Extracted data:
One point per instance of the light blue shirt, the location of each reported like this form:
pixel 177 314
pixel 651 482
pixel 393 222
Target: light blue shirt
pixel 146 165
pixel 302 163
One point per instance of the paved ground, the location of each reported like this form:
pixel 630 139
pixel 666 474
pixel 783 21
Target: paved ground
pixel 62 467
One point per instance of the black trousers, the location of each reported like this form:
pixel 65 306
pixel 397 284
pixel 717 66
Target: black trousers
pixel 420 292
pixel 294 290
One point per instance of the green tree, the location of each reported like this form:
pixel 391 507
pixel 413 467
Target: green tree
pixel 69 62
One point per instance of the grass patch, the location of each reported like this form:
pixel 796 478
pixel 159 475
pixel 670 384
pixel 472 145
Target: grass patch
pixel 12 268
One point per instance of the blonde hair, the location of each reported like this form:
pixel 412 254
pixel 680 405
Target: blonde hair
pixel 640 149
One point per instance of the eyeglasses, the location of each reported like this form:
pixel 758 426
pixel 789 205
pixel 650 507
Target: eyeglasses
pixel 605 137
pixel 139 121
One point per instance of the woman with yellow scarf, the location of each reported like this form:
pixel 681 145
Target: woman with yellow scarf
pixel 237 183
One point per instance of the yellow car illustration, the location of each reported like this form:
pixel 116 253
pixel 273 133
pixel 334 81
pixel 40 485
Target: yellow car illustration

What you should do: Each line in the listing above from the one containing "One point per instance of the green" through the one containing "pixel 796 478" should be repeated exactly, and no other line.

Written solution:
One point per instance of the green tree, the location of each reported like this form:
pixel 391 507
pixel 413 467
Target: green tree
pixel 69 62
One point per instance of the grass patch, the location of each reported like this form:
pixel 796 478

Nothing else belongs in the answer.